EXERCISE PASSAGE
Start of Block

50 years later, the truth is out: Magneto was the man behind the magic bullet

One of the things that is always interesting when a film changes directors or writers or any key member of a creative team is seeing how much of the original plan for the film stays intact. Back when Matthew Vaughn was set to make the sequel to his own “X-Men: First Class,” he seemed more than happy to reveal certain details and ideas about how he’d approach the film.

In particular, he talked about opening the movie with the assassination of JFK, then revealing how Magneto would be revealed to be the killer, driven by a fury that Kennedy took credit for the Cuban Missile Crisis solution, pretending mutants had no part in it at all. Our interview about his plans was pretty widely quoted at the time, and when he left the film, I assumed they pretty much scuttled Vaughn’s plans completely.

After all, he wasn’t planning to do “X-Men: Days Of Future Past” at the time. That idea came after he departed the film, and we’ve heard now that the new film is set in 1973, which would seem to leave the JFK thing out completely.

There’s a new bit of video online today that suggests that even if the idea didn’t make it into the finished film, it was not discarded completely. The video leads to a new website, and it’s a really smart bit of world-building that explains how JFK’s death kicked off a decade of bloody mistrust between humans and mutants. It sounds like Azazel (Jason Flemyng) is long dead, killed in the aftermath of the Cuban Missile Crisis incident, and I’m curious to see how much of this is actually dealt with in the new film directly.
 

The website suggests that Magneto may not be guilty, though. If JFK was really pro-mutant, why would Magneto have killed him? And how would Magneto have been in cahoots with Lee Harvey Oswald? Or anyone else, for that matter? Well, if the rest of the website is to be believed, Mystique may have played a role in things as well, but not as herself. It actually seems like she and Erik may have had a parting of the ways, and she may be a more destructive force than he is at this point, a surprising development.

End of Block

TASK A
Decide whether each statement below agrees with the X-Men article. Answer yes or no, and quote the words from the article that settle it: (i) The new film is set in 1973. (ii) Vaughn was already planning "X-Men: Days Of Future Past" when he described his plans. (iii) Azazel is played by Jason Flemyng.
TASK B
Write out the part of the X-Men article starting with "After all, he" and going on through "new film directly.".

PROVIDED INFORMATION
Start of Block

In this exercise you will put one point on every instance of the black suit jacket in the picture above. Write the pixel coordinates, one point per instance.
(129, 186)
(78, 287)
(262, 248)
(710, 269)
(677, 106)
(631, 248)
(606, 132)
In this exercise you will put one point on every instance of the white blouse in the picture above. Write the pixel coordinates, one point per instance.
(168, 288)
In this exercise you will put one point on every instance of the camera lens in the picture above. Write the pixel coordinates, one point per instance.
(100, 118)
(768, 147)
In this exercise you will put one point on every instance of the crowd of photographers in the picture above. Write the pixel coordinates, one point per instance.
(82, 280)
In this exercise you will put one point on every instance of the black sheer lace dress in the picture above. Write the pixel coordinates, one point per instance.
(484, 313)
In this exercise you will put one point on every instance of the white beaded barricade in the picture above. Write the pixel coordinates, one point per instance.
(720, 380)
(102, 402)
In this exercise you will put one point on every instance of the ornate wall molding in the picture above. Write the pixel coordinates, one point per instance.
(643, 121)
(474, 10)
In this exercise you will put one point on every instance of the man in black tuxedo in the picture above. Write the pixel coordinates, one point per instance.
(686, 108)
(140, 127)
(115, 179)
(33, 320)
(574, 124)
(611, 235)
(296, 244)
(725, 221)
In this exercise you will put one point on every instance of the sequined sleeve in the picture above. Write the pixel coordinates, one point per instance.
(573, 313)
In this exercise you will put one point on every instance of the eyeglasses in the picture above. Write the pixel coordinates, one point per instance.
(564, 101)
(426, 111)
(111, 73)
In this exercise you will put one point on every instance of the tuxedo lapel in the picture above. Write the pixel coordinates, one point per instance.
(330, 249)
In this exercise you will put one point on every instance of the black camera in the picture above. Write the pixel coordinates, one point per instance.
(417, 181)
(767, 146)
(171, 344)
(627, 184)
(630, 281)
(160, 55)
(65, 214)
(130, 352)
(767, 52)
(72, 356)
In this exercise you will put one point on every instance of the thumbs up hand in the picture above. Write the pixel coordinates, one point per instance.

End of Block

WRITTEN SOLUTION A
(i) Yes: "the new film is set in 1973"
(ii) No: "he wasn’t planning to do “X-Men: Days Of Future Past” at the time"
(iii) Yes: "Azazel (Jason Flemyng)"

WRITTEN SOLUTION B
After all, he wasn’t planning to do “X-Men: Days Of Future Past” at the time. That idea came after he departed the film, and we’ve heard now that the new film is set in 1973, which would seem to leave the JFK thing out completely.

There’s a new bit of video online today that suggests that even if the idea didn’t make it into the finished film, it was not discarded completely. The video leads to a new website, and it’s a really smart bit of world-building that explains how JFK’s death kicked off a decade of bloody mistrust between humans and mutants. It sounds like Azazel (Jason Flemyng) is long dead, killed in the aftermath of the Cuban Missile Crisis incident, and I’m curious to see how much of this is actually dealt with in the new film directly.